>> BEGIN Exercise material

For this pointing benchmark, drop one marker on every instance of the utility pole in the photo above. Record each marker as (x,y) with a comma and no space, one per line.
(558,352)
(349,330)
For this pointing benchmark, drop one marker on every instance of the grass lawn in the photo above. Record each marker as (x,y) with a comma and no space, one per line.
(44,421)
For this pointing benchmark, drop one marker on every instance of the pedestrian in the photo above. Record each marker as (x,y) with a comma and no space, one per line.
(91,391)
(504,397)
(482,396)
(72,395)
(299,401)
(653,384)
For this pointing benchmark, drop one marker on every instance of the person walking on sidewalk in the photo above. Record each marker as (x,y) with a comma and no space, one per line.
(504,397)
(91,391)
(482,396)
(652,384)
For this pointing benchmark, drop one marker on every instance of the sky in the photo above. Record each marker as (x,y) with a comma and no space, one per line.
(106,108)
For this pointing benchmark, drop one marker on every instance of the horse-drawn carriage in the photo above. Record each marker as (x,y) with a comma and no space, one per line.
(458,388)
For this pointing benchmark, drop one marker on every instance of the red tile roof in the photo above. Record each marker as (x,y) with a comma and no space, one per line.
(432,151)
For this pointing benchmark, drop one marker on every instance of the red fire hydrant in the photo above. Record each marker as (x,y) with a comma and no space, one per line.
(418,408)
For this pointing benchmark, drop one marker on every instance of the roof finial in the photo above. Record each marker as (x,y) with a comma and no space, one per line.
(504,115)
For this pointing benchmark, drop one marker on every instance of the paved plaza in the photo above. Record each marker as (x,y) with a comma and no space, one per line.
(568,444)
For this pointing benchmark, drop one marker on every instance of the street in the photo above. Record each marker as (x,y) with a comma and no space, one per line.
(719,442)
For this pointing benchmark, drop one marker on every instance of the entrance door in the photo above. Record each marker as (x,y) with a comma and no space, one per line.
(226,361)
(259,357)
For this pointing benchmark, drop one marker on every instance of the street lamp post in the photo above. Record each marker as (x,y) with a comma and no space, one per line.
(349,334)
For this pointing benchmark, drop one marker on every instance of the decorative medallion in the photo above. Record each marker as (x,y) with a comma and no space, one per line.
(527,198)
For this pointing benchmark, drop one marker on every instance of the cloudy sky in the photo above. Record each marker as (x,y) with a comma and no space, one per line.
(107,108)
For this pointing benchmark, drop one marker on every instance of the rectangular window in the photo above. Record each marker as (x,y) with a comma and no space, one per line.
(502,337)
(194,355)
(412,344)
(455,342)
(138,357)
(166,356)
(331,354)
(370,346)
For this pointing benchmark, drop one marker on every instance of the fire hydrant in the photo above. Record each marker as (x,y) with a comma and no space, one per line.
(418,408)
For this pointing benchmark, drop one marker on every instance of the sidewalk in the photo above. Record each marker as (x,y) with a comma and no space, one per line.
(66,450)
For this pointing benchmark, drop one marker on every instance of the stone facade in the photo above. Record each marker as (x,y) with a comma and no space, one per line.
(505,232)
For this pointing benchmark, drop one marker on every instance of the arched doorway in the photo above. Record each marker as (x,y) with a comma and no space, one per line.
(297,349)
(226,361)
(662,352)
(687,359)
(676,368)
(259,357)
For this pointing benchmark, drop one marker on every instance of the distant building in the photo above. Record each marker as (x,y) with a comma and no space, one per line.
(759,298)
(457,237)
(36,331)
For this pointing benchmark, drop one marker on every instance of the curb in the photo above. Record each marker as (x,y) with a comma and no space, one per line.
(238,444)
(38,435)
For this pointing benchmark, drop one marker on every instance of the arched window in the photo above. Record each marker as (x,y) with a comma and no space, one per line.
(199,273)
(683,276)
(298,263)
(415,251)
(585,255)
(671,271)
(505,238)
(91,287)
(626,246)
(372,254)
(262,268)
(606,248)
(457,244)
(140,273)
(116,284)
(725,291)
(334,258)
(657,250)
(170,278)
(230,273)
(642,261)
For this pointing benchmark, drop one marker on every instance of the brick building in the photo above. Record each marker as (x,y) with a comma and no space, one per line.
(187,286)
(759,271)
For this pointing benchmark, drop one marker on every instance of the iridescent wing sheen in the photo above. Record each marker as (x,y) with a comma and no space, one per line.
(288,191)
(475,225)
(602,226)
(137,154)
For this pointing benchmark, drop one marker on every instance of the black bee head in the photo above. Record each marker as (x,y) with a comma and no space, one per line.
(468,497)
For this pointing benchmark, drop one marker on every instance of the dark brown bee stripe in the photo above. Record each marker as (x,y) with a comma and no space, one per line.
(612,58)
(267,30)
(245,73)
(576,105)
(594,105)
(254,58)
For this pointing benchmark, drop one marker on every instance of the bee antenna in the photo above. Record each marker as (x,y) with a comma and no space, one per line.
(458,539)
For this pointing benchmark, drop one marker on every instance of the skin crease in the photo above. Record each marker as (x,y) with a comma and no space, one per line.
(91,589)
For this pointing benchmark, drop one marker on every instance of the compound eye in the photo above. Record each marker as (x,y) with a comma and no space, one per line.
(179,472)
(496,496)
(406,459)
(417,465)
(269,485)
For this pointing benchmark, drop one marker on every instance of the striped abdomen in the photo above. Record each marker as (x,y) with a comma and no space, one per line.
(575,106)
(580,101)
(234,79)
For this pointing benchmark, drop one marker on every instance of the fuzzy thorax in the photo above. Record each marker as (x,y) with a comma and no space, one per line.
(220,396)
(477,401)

>> END Exercise material

What this task involves ->
Render each line of the listing above as one string in a JSON list, omitting any blank lines.

Worked answer ->
[
  "For this pointing benchmark, drop one marker on every instance of the utility pole in the photo above. Record each marker as (x,y) with a comma and no space, one per line.",
  "(558,352)",
  "(349,330)",
  "For this pointing benchmark, drop one marker on every instance of the grass lawn in the photo above. Record each marker as (x,y) with a comma and no space, one per line.",
  "(44,421)",
  "For this pointing benchmark, drop one marker on every instance of the pedestrian in the photo above. Record each marker as (x,y) with a comma and no space, one per line.",
  "(91,391)",
  "(504,397)",
  "(482,396)",
  "(72,395)",
  "(299,401)",
  "(653,384)",
  "For this pointing benchmark, drop one marker on every instance of the person walking on sidewalk in the photo above. Record each marker as (x,y) with a comma and no space, one per line.",
  "(504,397)",
  "(91,391)",
  "(482,396)",
  "(652,384)",
  "For this pointing benchmark, drop one marker on every instance of the sky in the photo above. Record each marker as (x,y) with a comma and no space, one per line.",
  "(106,108)",
  "For this pointing benchmark, drop one marker on every instance of the horse-drawn carriage in the photo above. Record each marker as (x,y) with a comma and no space, one per line.",
  "(458,388)",
  "For this pointing benchmark, drop one marker on every instance of the red tile roof in the photo above. Record each marker as (x,y) with a comma and no space, one per line.",
  "(432,151)",
  "For this pointing benchmark, drop one marker on every instance of the red fire hydrant in the photo above. Record each marker as (x,y) with a comma and no space, one per line.",
  "(418,408)",
  "For this pointing benchmark, drop one marker on every instance of the roof finial in the photo above. Record each marker as (x,y) with a comma and no space, one per line.",
  "(504,115)",
  "For this pointing benchmark, drop one marker on every instance of the paved plaza in the photo above. Record each marker as (x,y) with a comma and no space, one per line.",
  "(568,444)",
  "For this pointing benchmark, drop one marker on every instance of the street in the photo above. Record each marker as (x,y) with a comma and no space, one per line.",
  "(719,442)",
  "For this pointing benchmark, drop one marker on every instance of the entrance door in the photo above. Record each marker as (x,y) with a comma and no space, one per line.",
  "(226,361)",
  "(259,357)",
  "For this pointing benchmark, drop one marker on every instance of the street lamp post in the photo above. Record each marker as (x,y) with a comma and no space, one per line.",
  "(349,334)",
  "For this pointing benchmark, drop one marker on every instance of the decorative medallion in the photo above. Record each marker as (x,y) with a comma and no space, one per line.",
  "(527,198)",
  "For this pointing benchmark, drop one marker on every instance of the cloudy sky in the photo above. Record each marker as (x,y) with a comma and no space, one per line.",
  "(107,108)",
  "For this pointing benchmark, drop one marker on every instance of the rectangular window in the photo above. Record each marker as (x,y) with a comma and no space, one per line.",
  "(502,337)",
  "(194,355)",
  "(412,344)",
  "(455,342)",
  "(138,357)",
  "(166,356)",
  "(331,354)",
  "(370,346)",
  "For this pointing benchmark, drop one marker on every instance of the fire hydrant in the photo above. Record each marker as (x,y) with a comma and no space, one per line.",
  "(418,408)",
  "For this pointing benchmark, drop one marker on every instance of the sidewalk in the photo above. Record each marker as (x,y) with a comma and no space, one per line.",
  "(66,450)",
  "For this pointing benchmark, drop one marker on every instance of the stone facade in the photo above. Record each marker as (x,y) with a comma and no space, one per line.",
  "(505,232)",
  "For this pointing benchmark, drop one marker on every instance of the arched doorway in the photo above. Record each marker as (x,y) with a comma and no space, one per line.",
  "(297,349)",
  "(226,361)",
  "(662,352)",
  "(687,359)",
  "(676,368)",
  "(259,357)",
  "For this pointing benchmark, drop one marker on every instance of the distant building in the photo above. Record each marker as (x,y) with a comma and no space, one per line.",
  "(759,298)",
  "(457,237)",
  "(36,331)",
  "For this pointing benchmark, drop one marker on every instance of the curb in the photo above. Record each marker as (x,y) with a comma and no space, one per line.",
  "(238,444)",
  "(38,435)",
  "For this pointing benchmark, drop one marker on every instance of the arched window in the photo above. Record each marker as (x,y) with a comma and no space, one per line.",
  "(199,273)",
  "(683,276)",
  "(298,263)",
  "(415,251)",
  "(585,255)",
  "(671,271)",
  "(505,238)",
  "(91,287)",
  "(626,246)",
  "(372,254)",
  "(262,268)",
  "(606,248)",
  "(457,244)",
  "(140,273)",
  "(116,284)",
  "(725,291)",
  "(334,258)",
  "(657,250)",
  "(170,278)",
  "(230,273)",
  "(642,261)",
  "For this pointing benchmark, drop one marker on every instance of the brick building in the photo above. Record each marker as (x,y) with a comma and no space, one per line.",
  "(187,286)",
  "(759,271)",
  "For this pointing benchmark, drop one marker on every instance of the iridescent wing sheen in the photo above. Record each marker as (x,y) with a comma and no space, one per line.",
  "(288,191)",
  "(475,225)",
  "(602,226)",
  "(137,154)",
  "For this pointing benchmark, drop one marker on every instance of the black bee head in the photo above. Record each marker as (x,y) with a comma and no space, one per line.",
  "(468,497)",
  "For this pointing benchmark, drop one marker on every instance of the dark brown bee stripe in the photo above. Record each marker as (x,y) with a comma and no space, one per line.",
  "(612,58)",
  "(267,30)",
  "(245,73)",
  "(576,105)",
  "(594,105)",
  "(254,58)",
  "For this pointing benchmark, drop one marker on every instance of the bee antenna in the photo above. Record each marker as (x,y) with a comma and no space, one per line.",
  "(458,539)",
  "For this pointing benchmark, drop one marker on every instance of the skin crease in the photo above. Record each marker as (x,y) with a comma and no space, one per line.",
  "(91,589)",
  "For this pointing benchmark, drop one marker on every instance of the compound eye in the photo above. Record each marker as (x,y) with a comma and no space, one per line.",
  "(179,472)",
  "(496,496)",
  "(406,459)",
  "(417,465)",
  "(269,485)",
  "For this pointing benchmark, drop one marker on every instance of the striped abdomen in the photo above. Record each marker as (x,y) with a comma and no space, one per line.",
  "(575,106)",
  "(580,101)",
  "(234,79)",
  "For this pointing benchmark, drop one marker on every instance of the fuzzy thorax in the photo above. Record each marker as (x,y) with a comma and no space, one per line.",
  "(220,396)",
  "(477,401)"
]